→ **EXERCISE AIM**
Convert the lines below, from the first one through the line holding "positive clicks: (258, 541)", both included, into a JSON list of strings with one string per line. Skip blank lines and leave the pictures out.

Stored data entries
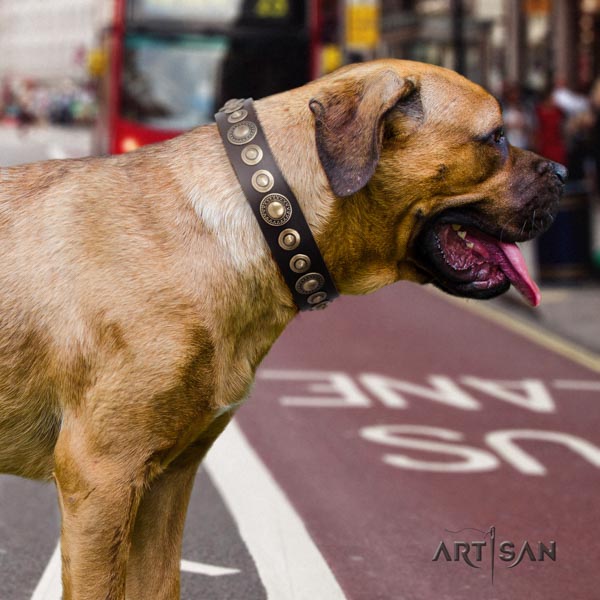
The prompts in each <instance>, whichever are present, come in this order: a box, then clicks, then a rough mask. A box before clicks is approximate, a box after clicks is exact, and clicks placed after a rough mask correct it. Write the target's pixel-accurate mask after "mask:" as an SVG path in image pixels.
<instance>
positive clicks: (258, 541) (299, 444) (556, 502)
mask: <svg viewBox="0 0 600 600" xmlns="http://www.w3.org/2000/svg"><path fill="white" fill-rule="evenodd" d="M0 147H2V140H1V139H0ZM0 164H6V163H2V161H0ZM513 329H514V328H513ZM513 329H509V328H506V327H504V326H503V325H502V324H500V323H498V322H495V321H492V320H489V319H487V318H485V317H482V316H478V315H477V314H474V313H472V312H471V311H470V310H467V309H465V308H464V307H463V306H459V305H457V304H455V303H453V302H449V301H448V300H447V299H445V298H443V297H441V296H440V295H438V294H435V293H432V292H431V291H428V290H427V289H423V288H419V287H417V286H413V285H410V284H398V285H396V286H393V287H391V288H387V289H385V290H382V291H381V292H378V293H376V294H374V295H371V296H369V297H364V298H343V299H340V300H339V301H337V302H336V303H335V304H334V305H333V306H332V307H330V308H328V309H327V310H326V311H323V312H318V313H310V314H302V315H300V316H299V317H298V318H297V319H296V320H295V321H294V322H293V323H292V325H291V326H290V327H289V328H288V329H287V330H286V332H285V333H284V334H283V336H282V337H281V338H280V340H279V341H278V342H277V343H276V344H275V346H274V347H273V349H272V351H271V353H270V354H269V355H268V357H267V358H266V360H265V361H264V363H263V365H262V367H261V368H260V370H259V373H258V377H257V382H256V385H255V387H254V390H253V392H252V395H251V397H250V398H249V399H248V400H247V402H246V405H245V406H244V407H243V408H242V409H241V410H240V411H239V413H238V417H237V418H236V423H235V424H234V426H233V427H230V428H229V429H228V431H227V432H226V433H225V435H224V436H223V439H221V440H219V442H218V443H217V445H216V447H215V449H214V450H213V451H211V453H210V455H209V457H208V460H207V462H206V465H205V470H204V471H202V472H201V473H200V474H199V476H198V480H197V486H196V488H195V492H194V497H193V500H192V504H191V507H190V512H189V517H188V522H187V526H186V535H185V542H184V559H185V560H186V561H187V562H186V563H184V564H183V565H182V567H183V575H182V577H183V594H182V597H183V598H184V599H190V600H191V599H193V600H198V599H200V600H208V599H211V600H212V599H214V600H226V599H236V600H255V599H259V598H269V599H271V600H288V599H289V600H304V599H306V600H343V599H344V598H345V599H348V600H433V599H435V600H439V599H444V600H471V599H477V600H480V599H481V598H490V599H494V600H508V599H511V600H513V599H514V598H525V597H527V598H531V599H533V600H537V599H540V600H542V599H544V600H564V598H574V599H577V600H579V599H581V600H596V599H597V598H600V591H599V590H600V580H599V575H598V569H597V564H598V563H599V561H600V545H598V544H597V542H596V540H597V537H598V533H599V527H600V526H599V525H598V523H599V522H600V503H599V502H598V497H600V428H599V427H598V423H599V422H600V402H599V400H600V375H599V374H600V360H598V361H597V362H596V363H592V364H591V365H590V363H589V362H588V363H586V364H587V365H588V366H584V365H583V364H581V363H580V362H578V360H577V357H576V356H575V355H573V357H572V358H568V356H567V355H568V354H569V352H568V351H566V352H562V353H561V352H557V351H555V350H550V349H549V348H547V347H546V346H545V345H544V342H543V336H541V337H540V336H537V338H536V339H537V341H532V339H530V337H527V336H526V335H525V334H526V333H527V332H526V331H523V332H518V331H514V330H513ZM58 528H59V525H58V514H57V508H56V501H55V499H54V494H53V489H52V486H49V485H48V486H44V485H40V484H37V483H32V482H27V481H23V480H19V479H16V478H10V477H6V476H4V477H0V600H29V599H30V598H32V599H33V600H51V599H53V600H54V599H56V598H58V597H59V591H58V586H57V580H56V576H57V573H58V567H59V565H58V563H57V561H56V560H55V559H53V558H52V557H53V553H54V549H55V547H56V542H57V536H58ZM492 543H493V544H494V549H493V551H492ZM511 544H512V546H511ZM511 552H512V555H511ZM434 558H437V559H436V560H434ZM519 559H520V560H519ZM541 559H543V560H541ZM509 566H510V567H511V568H508V567H509ZM492 570H493V572H494V578H493V581H492Z"/></svg>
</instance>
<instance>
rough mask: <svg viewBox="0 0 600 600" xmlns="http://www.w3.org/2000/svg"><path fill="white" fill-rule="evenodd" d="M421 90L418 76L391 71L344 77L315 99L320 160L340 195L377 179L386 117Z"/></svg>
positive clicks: (325, 172)
mask: <svg viewBox="0 0 600 600" xmlns="http://www.w3.org/2000/svg"><path fill="white" fill-rule="evenodd" d="M415 92H416V84H415V81H414V80H412V79H410V78H403V77H400V76H399V75H398V74H397V73H396V72H394V71H392V70H388V71H384V72H383V73H377V74H376V75H373V76H371V77H367V78H364V79H361V80H357V79H350V78H348V79H342V80H341V81H339V82H338V84H337V86H336V87H334V88H333V89H330V90H328V91H327V92H323V93H322V94H320V95H318V96H315V97H314V98H312V99H311V100H310V102H309V106H310V110H311V111H312V113H313V114H314V116H315V130H316V142H317V151H318V153H319V159H320V161H321V164H322V166H323V169H324V170H325V173H326V175H327V179H328V180H329V184H330V185H331V189H332V190H333V192H334V193H335V194H337V195H338V196H349V195H350V194H353V193H354V192H357V191H358V190H360V189H362V188H363V187H364V186H365V185H366V184H367V182H368V181H369V179H371V177H372V176H373V173H374V172H375V168H376V167H377V163H378V161H379V154H380V152H381V145H382V142H383V131H384V120H385V116H386V115H387V113H388V112H389V111H391V110H392V109H393V108H394V107H395V106H397V105H401V104H402V102H403V101H404V100H408V99H409V98H412V97H414V95H415Z"/></svg>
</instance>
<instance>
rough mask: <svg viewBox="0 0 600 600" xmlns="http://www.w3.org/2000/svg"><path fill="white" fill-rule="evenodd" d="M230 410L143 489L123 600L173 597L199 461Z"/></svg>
mask: <svg viewBox="0 0 600 600" xmlns="http://www.w3.org/2000/svg"><path fill="white" fill-rule="evenodd" d="M230 418H231V414H230V413H227V414H224V415H221V416H220V417H219V418H218V419H216V420H215V421H214V422H213V424H212V425H211V426H210V427H209V428H208V429H207V431H206V432H205V433H204V434H203V435H201V436H200V437H199V438H198V439H197V440H196V441H195V442H194V443H193V444H191V445H190V446H189V447H188V448H186V449H185V450H184V451H183V452H182V453H181V455H180V456H178V457H177V458H176V459H175V460H174V461H173V462H172V463H171V464H170V465H169V466H168V468H167V469H166V470H165V472H164V473H161V474H160V475H159V476H158V477H157V478H156V479H155V480H153V481H152V483H151V484H150V487H149V488H148V490H146V492H145V493H144V496H143V498H142V501H141V503H140V506H139V509H138V513H137V517H136V521H135V527H134V530H133V536H132V542H131V550H130V553H129V561H128V563H127V600H147V599H148V598H152V600H179V593H180V591H179V590H180V583H179V581H180V560H181V543H182V539H183V529H184V524H185V516H186V512H187V506H188V503H189V499H190V495H191V492H192V487H193V485H194V477H195V475H196V471H197V470H198V465H199V464H200V461H201V460H202V459H203V458H204V455H205V454H206V452H207V451H208V450H209V448H210V447H211V445H212V443H213V442H214V440H215V439H216V438H217V436H218V435H219V434H220V433H221V432H222V430H223V429H224V428H225V426H226V425H227V423H228V422H229V420H230Z"/></svg>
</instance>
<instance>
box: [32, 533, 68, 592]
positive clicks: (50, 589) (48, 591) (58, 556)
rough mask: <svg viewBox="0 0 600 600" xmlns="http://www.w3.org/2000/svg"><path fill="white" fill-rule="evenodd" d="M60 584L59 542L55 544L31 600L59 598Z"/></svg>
mask: <svg viewBox="0 0 600 600" xmlns="http://www.w3.org/2000/svg"><path fill="white" fill-rule="evenodd" d="M61 597H62V585H61V582H60V542H59V543H58V544H57V545H56V548H55V549H54V552H53V554H52V557H51V558H50V562H49V563H48V564H47V565H46V569H45V571H44V574H43V575H42V578H41V579H40V581H39V583H38V584H37V587H36V588H35V590H33V595H32V596H31V600H60V599H61Z"/></svg>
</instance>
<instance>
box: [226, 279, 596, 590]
mask: <svg viewBox="0 0 600 600" xmlns="http://www.w3.org/2000/svg"><path fill="white" fill-rule="evenodd" d="M237 421H238V424H239V425H240V426H241V429H242V431H243V432H244V434H245V435H246V437H247V438H248V440H249V441H250V443H251V445H252V446H253V447H254V449H255V450H256V452H257V453H258V455H259V456H260V457H261V458H262V460H263V461H264V462H265V464H266V465H267V467H268V469H269V470H270V471H271V473H272V474H273V476H274V477H275V479H276V480H277V482H278V483H279V485H280V486H281V488H282V489H283V490H284V492H285V493H286V494H287V496H288V497H289V499H290V501H291V503H292V504H293V506H294V508H295V509H296V511H297V512H298V514H299V515H300V516H301V518H302V519H303V521H304V523H305V525H306V528H307V530H308V532H309V534H310V535H311V536H312V538H313V540H314V542H315V543H316V545H317V547H318V548H319V550H320V551H321V553H322V554H323V556H324V557H325V559H326V560H327V562H328V564H329V565H330V567H331V569H332V571H333V573H334V575H335V577H336V578H337V579H338V582H339V584H340V586H341V587H342V589H343V591H344V593H345V594H346V596H347V598H349V599H352V600H355V599H360V600H363V599H364V600H379V599H382V600H383V599H386V600H402V599H410V600H413V599H414V600H429V599H436V600H437V599H441V598H444V599H457V600H458V599H460V600H464V599H470V598H477V599H480V598H494V599H505V598H506V599H508V598H511V599H514V598H525V597H528V598H544V599H557V600H558V599H561V600H562V599H564V598H577V599H582V600H593V599H596V598H600V571H599V570H598V566H597V565H599V564H600V544H598V542H597V540H598V534H599V533H600V531H599V529H600V525H599V523H600V427H599V423H600V377H599V376H598V373H597V372H595V371H594V370H593V369H591V368H586V367H584V366H582V365H580V364H578V363H576V362H574V361H571V360H569V359H568V358H565V357H564V356H561V355H559V354H557V353H555V352H553V351H550V350H548V349H546V348H544V347H542V346H541V345H539V344H536V343H534V342H532V341H530V340H529V339H527V338H525V337H523V336H520V335H518V334H516V333H514V332H511V331H509V330H508V329H506V328H504V327H501V326H500V325H498V324H496V323H494V322H491V321H490V320H487V319H484V318H483V317H481V316H477V315H475V314H472V313H471V312H469V311H466V310H465V309H464V308H462V307H460V306H458V305H456V304H454V303H451V302H448V300H446V299H445V298H442V297H441V296H439V295H437V294H434V293H431V292H430V291H427V290H424V289H422V288H419V287H418V286H414V285H410V284H399V285H396V286H393V287H391V288H387V289H385V290H382V291H380V292H378V293H376V294H374V295H372V296H369V297H366V298H343V299H341V300H339V301H337V302H336V303H335V305H334V306H332V307H331V308H329V309H327V310H326V311H322V312H319V313H313V314H303V315H300V316H299V317H298V318H297V319H296V320H295V322H294V323H293V324H292V325H291V326H290V327H289V328H288V329H287V331H286V332H285V333H284V334H283V336H282V337H281V339H280V340H278V342H277V343H276V345H275V346H274V347H273V349H272V351H271V353H270V354H269V356H268V357H267V358H266V360H265V361H264V363H263V364H262V366H261V368H260V369H259V371H258V374H257V381H256V384H255V387H254V389H253V392H252V395H251V397H250V398H249V399H248V400H247V402H246V406H245V407H243V408H242V409H241V410H240V411H239V412H238V416H237ZM249 493H252V490H249ZM492 528H493V529H492ZM492 532H493V534H494V535H492ZM442 542H443V544H442ZM442 546H443V547H442ZM492 548H493V551H492ZM434 558H437V560H433V559H434ZM289 560H294V557H293V556H292V557H289ZM509 567H510V568H509ZM492 571H493V581H492ZM315 600H327V599H326V598H323V599H315Z"/></svg>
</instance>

→ **EXPECTED ANSWER**
[
  "The prompts in each <instance>, whichever are present, come in this order: a box, then clicks, then a rough mask. A box before clicks is approximate, a box after clicks is exact, and clicks placed after a rough mask correct it. Write the target's pixel-accurate mask after \"mask:\" as an SVG path in image pixels.",
  "<instance>",
  "positive clicks: (258, 541) (299, 444) (556, 502)"
]